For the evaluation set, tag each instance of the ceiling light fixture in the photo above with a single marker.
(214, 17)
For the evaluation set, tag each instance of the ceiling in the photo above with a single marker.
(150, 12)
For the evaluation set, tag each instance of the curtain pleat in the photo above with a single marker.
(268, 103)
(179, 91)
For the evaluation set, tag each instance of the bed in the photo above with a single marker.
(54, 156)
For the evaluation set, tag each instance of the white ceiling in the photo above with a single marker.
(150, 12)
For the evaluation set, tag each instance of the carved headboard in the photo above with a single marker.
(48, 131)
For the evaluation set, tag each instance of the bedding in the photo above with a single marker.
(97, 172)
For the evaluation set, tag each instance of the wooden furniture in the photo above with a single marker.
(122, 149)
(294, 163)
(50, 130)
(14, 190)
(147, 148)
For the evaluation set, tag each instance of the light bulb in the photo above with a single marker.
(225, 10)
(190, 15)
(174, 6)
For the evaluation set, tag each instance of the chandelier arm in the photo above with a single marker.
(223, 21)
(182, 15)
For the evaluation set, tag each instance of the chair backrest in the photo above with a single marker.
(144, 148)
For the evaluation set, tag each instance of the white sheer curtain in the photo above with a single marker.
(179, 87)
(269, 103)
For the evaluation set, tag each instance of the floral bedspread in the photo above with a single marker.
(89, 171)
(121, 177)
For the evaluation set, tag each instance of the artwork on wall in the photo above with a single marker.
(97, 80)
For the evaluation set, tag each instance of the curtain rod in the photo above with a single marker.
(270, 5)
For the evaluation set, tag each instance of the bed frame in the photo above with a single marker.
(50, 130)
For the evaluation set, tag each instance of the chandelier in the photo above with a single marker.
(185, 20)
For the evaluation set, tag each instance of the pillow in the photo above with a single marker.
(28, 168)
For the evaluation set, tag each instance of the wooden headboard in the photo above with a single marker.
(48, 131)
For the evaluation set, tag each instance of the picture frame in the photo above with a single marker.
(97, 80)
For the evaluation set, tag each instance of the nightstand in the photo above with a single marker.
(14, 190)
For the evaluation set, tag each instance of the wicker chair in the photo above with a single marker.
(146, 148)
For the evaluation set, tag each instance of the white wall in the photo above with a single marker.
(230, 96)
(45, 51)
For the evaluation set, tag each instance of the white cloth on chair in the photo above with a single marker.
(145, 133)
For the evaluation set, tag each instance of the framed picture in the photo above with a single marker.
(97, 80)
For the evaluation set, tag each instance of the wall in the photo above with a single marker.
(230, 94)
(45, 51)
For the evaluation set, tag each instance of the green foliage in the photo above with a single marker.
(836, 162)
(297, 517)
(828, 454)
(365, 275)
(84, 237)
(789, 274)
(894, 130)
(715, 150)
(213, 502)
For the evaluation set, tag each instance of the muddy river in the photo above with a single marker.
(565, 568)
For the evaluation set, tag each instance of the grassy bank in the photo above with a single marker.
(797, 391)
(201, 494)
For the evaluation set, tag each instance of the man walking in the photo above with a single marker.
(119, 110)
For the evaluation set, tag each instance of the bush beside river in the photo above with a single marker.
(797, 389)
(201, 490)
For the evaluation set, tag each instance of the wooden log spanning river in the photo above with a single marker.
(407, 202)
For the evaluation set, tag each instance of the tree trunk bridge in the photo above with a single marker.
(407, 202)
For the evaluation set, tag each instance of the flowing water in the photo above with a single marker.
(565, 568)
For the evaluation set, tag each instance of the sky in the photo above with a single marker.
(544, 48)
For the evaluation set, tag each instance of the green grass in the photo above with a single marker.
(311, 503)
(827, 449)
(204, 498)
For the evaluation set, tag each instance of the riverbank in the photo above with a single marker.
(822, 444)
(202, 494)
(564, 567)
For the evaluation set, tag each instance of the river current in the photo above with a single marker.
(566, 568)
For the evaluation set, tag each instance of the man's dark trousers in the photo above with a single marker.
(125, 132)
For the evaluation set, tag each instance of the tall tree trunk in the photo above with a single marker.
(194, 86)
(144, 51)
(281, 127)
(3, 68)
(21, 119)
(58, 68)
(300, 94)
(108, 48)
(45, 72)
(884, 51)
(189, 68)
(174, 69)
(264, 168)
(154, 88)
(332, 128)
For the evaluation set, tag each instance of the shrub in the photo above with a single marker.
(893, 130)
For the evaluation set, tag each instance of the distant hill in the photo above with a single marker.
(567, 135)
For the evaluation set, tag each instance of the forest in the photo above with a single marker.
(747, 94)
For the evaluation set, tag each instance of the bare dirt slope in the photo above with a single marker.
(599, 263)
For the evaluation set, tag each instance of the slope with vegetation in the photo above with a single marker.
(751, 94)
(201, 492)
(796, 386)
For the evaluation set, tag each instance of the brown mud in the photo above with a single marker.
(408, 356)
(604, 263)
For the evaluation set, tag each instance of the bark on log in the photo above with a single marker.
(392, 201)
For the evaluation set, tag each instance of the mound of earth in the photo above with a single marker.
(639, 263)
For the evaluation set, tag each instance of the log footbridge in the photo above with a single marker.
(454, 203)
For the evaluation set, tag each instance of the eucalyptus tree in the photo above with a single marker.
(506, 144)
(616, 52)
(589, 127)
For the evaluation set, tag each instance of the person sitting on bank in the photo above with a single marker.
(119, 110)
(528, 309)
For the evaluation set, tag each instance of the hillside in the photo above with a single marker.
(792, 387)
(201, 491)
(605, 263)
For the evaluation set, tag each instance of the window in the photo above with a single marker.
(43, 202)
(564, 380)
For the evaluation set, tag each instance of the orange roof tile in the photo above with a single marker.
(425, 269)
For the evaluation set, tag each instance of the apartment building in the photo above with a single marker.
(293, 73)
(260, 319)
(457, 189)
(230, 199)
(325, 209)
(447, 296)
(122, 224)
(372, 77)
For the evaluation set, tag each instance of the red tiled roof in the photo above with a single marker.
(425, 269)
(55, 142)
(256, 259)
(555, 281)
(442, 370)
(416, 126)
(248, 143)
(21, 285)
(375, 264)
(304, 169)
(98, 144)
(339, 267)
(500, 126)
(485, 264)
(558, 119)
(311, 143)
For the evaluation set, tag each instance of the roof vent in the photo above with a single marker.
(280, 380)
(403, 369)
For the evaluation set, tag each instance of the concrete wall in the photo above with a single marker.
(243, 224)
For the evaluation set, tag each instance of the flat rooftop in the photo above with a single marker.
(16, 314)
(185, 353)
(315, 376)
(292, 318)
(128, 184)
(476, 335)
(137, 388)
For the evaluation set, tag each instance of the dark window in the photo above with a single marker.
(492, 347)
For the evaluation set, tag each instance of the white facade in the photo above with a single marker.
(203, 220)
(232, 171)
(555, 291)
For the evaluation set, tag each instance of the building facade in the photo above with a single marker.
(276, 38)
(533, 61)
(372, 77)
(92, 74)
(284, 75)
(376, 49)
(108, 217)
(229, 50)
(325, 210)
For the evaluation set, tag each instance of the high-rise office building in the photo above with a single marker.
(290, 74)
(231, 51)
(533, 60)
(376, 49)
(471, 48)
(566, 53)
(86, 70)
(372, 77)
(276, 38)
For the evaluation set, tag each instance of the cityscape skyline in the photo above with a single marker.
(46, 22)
◇ ◇ ◇ ◇ ◇ ◇ ◇
▸ **INSTRUCTION**: Copy the material from the line containing "For the evaluation set, tag each instance of the concrete" through the end of the material, including both ends, and output only those lines. Keep every line in that span, but multiply each coordinate in the answers by 1.05 and round it to a whole number, rounding halves up.

▸ **RESULT FOR THIS TASK**:
For the evaluation set, tag each instance of the concrete wall in the photo above with a single marker.
(255, 235)
For the evaluation set, tag each instance of the flat rooftop in the photo above with a single marker.
(17, 330)
(194, 371)
(331, 395)
(307, 334)
(134, 193)
(500, 352)
(144, 407)
For the evaluation set, tag each instance of the dark window in the photo above with a single marker.
(517, 364)
For the evaluation set, tag each instance of the white facade in the photo above with a single marker.
(213, 231)
(244, 180)
(583, 306)
For the evaluation set, tag each instance of the building facade in the photo above with a single marker.
(290, 40)
(560, 64)
(391, 81)
(97, 78)
(298, 79)
(395, 51)
(113, 228)
(240, 53)
(341, 221)
For the evaluation set, tag each instance of the high-rise office building in the photo above with a single marker.
(305, 78)
(243, 54)
(560, 63)
(395, 51)
(495, 50)
(594, 56)
(90, 74)
(391, 81)
(290, 40)
For the evaluation set, tag each instance of the cityscape skyline in the photo above with a single marker.
(48, 23)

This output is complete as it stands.